TEXTE SOURCE:
-=-=-
Le matin est interminable. Comme tous les dimanches, Larache a du mal à émerger. Les vagues de l’Atlantique s’écrasent contre les rochers du balcon atlantico. Les terrasses de café sont encore vides. Et dans la médina, à Souk Sghir, les échoppes sont toujours fermées alors que les vendeurs ambulants –les fameux ferrachas- n’ont pas encore investi l’espace public.
La médina se réveille doucement. Les Larachois prennent leur temps, tout leur temps. Dans le dédale des ruelles, l’histoire d’une ville guerrière défile au détour de murs peints à la chaux blanche et des volets au bleu de l’océan. Larache revendique son histoire. La forteresse des Saadiines –toujours dans l’attente de travaux de réhabilitation- est à quelques encablures. Le café Jean Genêt –l’écrivain est enterré à Larache- est tout à côté. Les noms des rues sont écrits en arabe et en espagnol. De « derb » en « calle », la médina raconte une histoire. Son histoire. La « calle » Ibn Sina est à un jet de pierres de la « calle » Sidi Mohamed Chrif.
Un vivre-ensemble entre juifs et musulmans jalousement conservé
Dans cette ruelle haut perchée, le vivre-ensemble entre juifs et musulmans est jalousement conservé à l’intérieur d’un minuscule sanctuaire. La petite bâtisse est fermée à clé. Ici, les habitants ont pris l’habitude de voir musulmans et juifs y élever des prières. Les femmes musulmanes viennent y allumer une bougie. Et les juifs d’origine espagnole ou larachoise y ont longtemps célébré la Hiloula. Aujourd’hui, ils viennent toujours en pèlerinage pour allumer des cierges pour les jeunes filles en quête de mariage ou celles qui veulent connaître les joies de la maternité. Il n’y a pas de tombes. Une petite marche pour allumer des bougies et des inscriptions en arabe et en hébreu sur les quatre murs.
-=-=-
DONNÉES ENREGISTRÉES:
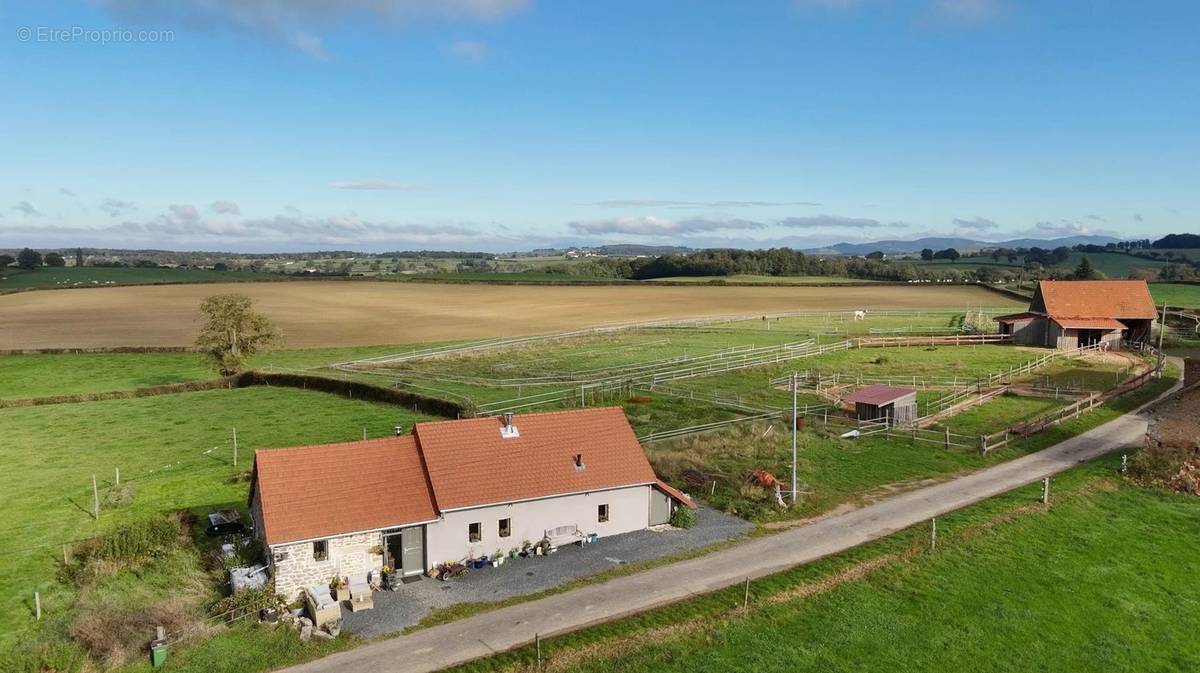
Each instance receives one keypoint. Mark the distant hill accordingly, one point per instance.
(941, 242)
-=-=-
OBJECTIF ÉNONCÉ A: Énumérez toutes les langues mentionnées dans le texte sur Larache.
OBJECTIF ÉNONCÉ B: Résumez en deux phrases le texte sur Larache.
Les lignes enregistrées ne sont d'aucune utilité pour ce travail.

RÉSULTAT FINAL A: L'arabe, l'espagnol et l'hébreu.

RÉSULTAT FINAL B: Un dimanche matin, la médina de Larache s'éveille lentement, et ses ruelles, ses monuments et ses noms de rues écrits en arabe et en espagnol racontent l'histoire de la ville. Dans une ruelle haut perchée, un minuscule sanctuaire sans tombes, portant des inscriptions en arabe et en hébreu, voit musulmans et juifs y prier, ce qui conserve leur vivre-ensemble.